Write an exact copy of the entries below that leaves out all pictures.
+---+
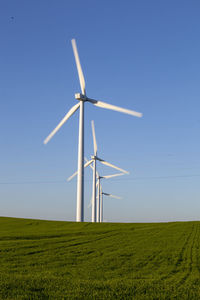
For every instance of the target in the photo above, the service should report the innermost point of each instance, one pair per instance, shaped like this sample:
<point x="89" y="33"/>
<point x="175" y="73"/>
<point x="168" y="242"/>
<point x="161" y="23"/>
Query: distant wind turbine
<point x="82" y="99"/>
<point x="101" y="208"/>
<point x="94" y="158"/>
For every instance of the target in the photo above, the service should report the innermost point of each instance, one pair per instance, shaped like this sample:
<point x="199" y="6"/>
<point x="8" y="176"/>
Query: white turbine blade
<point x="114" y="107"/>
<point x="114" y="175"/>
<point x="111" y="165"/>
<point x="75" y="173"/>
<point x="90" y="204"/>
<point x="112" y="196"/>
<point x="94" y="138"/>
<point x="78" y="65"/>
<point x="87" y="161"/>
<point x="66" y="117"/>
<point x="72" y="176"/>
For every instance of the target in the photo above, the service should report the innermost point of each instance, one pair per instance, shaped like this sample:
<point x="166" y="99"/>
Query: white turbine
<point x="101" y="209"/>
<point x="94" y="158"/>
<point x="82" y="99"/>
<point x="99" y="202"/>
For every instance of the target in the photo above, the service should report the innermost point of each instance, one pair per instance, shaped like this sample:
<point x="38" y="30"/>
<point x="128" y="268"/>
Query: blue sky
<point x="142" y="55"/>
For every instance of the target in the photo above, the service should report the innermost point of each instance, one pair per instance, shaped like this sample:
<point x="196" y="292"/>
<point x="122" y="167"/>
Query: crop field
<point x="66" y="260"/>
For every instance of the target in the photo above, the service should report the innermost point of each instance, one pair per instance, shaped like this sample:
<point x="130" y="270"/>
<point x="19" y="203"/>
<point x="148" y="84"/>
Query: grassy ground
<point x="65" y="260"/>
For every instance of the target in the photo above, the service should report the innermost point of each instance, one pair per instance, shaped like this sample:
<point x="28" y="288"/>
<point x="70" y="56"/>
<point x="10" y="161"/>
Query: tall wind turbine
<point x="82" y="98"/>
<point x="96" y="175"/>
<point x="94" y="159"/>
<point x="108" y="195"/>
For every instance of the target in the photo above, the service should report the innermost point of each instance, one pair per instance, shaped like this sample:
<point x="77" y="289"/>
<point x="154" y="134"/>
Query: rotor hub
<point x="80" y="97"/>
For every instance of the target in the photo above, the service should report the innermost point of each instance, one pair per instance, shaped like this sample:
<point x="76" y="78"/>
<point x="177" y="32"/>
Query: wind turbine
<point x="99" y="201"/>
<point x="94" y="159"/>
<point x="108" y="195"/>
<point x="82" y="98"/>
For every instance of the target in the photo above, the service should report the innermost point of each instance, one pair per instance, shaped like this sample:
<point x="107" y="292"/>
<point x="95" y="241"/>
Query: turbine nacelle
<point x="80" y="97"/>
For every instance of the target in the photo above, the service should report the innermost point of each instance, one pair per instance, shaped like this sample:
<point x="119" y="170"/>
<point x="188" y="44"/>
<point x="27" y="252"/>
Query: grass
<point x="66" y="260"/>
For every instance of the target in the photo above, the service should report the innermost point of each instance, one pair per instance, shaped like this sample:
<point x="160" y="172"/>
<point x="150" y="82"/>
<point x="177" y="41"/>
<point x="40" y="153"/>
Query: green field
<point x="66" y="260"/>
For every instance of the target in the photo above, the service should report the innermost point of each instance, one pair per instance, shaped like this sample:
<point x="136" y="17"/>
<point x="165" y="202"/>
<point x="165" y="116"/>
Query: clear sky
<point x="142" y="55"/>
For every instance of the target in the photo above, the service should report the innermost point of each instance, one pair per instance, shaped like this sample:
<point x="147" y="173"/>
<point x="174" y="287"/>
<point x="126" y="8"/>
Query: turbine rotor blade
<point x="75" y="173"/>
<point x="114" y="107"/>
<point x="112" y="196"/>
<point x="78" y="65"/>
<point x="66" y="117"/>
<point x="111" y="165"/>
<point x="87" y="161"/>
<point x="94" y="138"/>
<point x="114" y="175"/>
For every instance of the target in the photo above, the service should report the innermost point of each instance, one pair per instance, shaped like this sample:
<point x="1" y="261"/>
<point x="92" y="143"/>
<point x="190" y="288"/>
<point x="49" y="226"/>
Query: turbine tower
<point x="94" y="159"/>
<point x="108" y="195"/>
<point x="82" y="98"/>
+---+
Finished exercise:
For every instance of the target in the photo above, the service should report the innermost point of each instance, one pair per instance, shaped like this sample:
<point x="89" y="33"/>
<point x="175" y="73"/>
<point x="168" y="242"/>
<point x="161" y="23"/>
Query: distant wind turbine
<point x="82" y="99"/>
<point x="101" y="208"/>
<point x="94" y="158"/>
For every instance of the target in the photo above, the service should report the innermost point of each instance, one pair per instance, shaped like this sample:
<point x="199" y="6"/>
<point x="8" y="176"/>
Query: white turbine blade
<point x="114" y="107"/>
<point x="114" y="175"/>
<point x="111" y="165"/>
<point x="75" y="173"/>
<point x="90" y="204"/>
<point x="112" y="196"/>
<point x="94" y="138"/>
<point x="78" y="65"/>
<point x="87" y="161"/>
<point x="66" y="117"/>
<point x="72" y="176"/>
For every instance of the target in the photo above, the service should report the innermost point of each instance, one pair per instance, shaped like this sample:
<point x="166" y="99"/>
Query: white turbine
<point x="101" y="209"/>
<point x="94" y="158"/>
<point x="82" y="99"/>
<point x="99" y="202"/>
For every instance of the target in the photo above, the service should report the innermost point of each instance, one pair per instance, shaped like this sample:
<point x="38" y="30"/>
<point x="128" y="268"/>
Query: blue sky
<point x="142" y="55"/>
For every instance of the target in the photo above, the service should report the innermost point of each instance, one pair per instance, shaped like this sample:
<point x="196" y="292"/>
<point x="122" y="167"/>
Query: crop field
<point x="66" y="260"/>
For every instance of the target in the photo above, the service should report the innermost point of each instance, one pair per instance, shaped like this sample:
<point x="130" y="270"/>
<point x="19" y="203"/>
<point x="148" y="84"/>
Query: grassy ground
<point x="65" y="260"/>
For every instance of the target in the photo above, the service should report the innermost point of each instance, one pair per instance, shaped like this sample:
<point x="28" y="288"/>
<point x="70" y="56"/>
<point x="10" y="161"/>
Query: tall wind turbine
<point x="82" y="98"/>
<point x="96" y="175"/>
<point x="94" y="159"/>
<point x="108" y="195"/>
For every instance of the target in the photo above, the service should report the innermost point of each instance, one pair per instance, shaped like this sample:
<point x="77" y="289"/>
<point x="154" y="134"/>
Query: rotor hub
<point x="80" y="97"/>
For every instance of the target in the photo above, the service should report the innermost point of each instance, one pair per instance, shaped like this sample:
<point x="76" y="78"/>
<point x="177" y="32"/>
Query: wind turbine
<point x="99" y="201"/>
<point x="94" y="159"/>
<point x="108" y="195"/>
<point x="82" y="98"/>
For every instance of the target in the photo above, the service should report the innermost point of each instance, one pair per instance, shaped like this sample:
<point x="107" y="292"/>
<point x="95" y="241"/>
Query: turbine nacelle
<point x="80" y="97"/>
For every instance of the target in the photo above, the service should report the innermost point of each instance, one pair per instance, shaped like this sample:
<point x="119" y="170"/>
<point x="188" y="44"/>
<point x="27" y="252"/>
Query: grass
<point x="66" y="260"/>
For every instance of the target in the photo above, the service should report the innermost point of each instance, one pair per instance, shaped like this sample:
<point x="160" y="172"/>
<point x="150" y="82"/>
<point x="177" y="41"/>
<point x="40" y="153"/>
Query: green field
<point x="66" y="260"/>
For every instance of the target in the photo above, the service should report the innermost point of each instance, one pair per instance, shaped like this sample:
<point x="136" y="17"/>
<point x="165" y="202"/>
<point x="165" y="116"/>
Query: clear sky
<point x="142" y="55"/>
For every instance of the target in the photo above, the service should report the innermost point of each instance, one pair per instance, shaped like this sample:
<point x="147" y="173"/>
<point x="174" y="287"/>
<point x="126" y="8"/>
Query: turbine rotor blade
<point x="75" y="173"/>
<point x="114" y="107"/>
<point x="112" y="196"/>
<point x="78" y="65"/>
<point x="66" y="117"/>
<point x="111" y="165"/>
<point x="87" y="161"/>
<point x="94" y="138"/>
<point x="114" y="175"/>
For every instance of the target in the photo above, the service should report the innermost point of each instance, one pair per instance, shaped like this sample:
<point x="1" y="261"/>
<point x="92" y="143"/>
<point x="190" y="288"/>
<point x="49" y="226"/>
Query: turbine tower
<point x="94" y="159"/>
<point x="108" y="195"/>
<point x="82" y="98"/>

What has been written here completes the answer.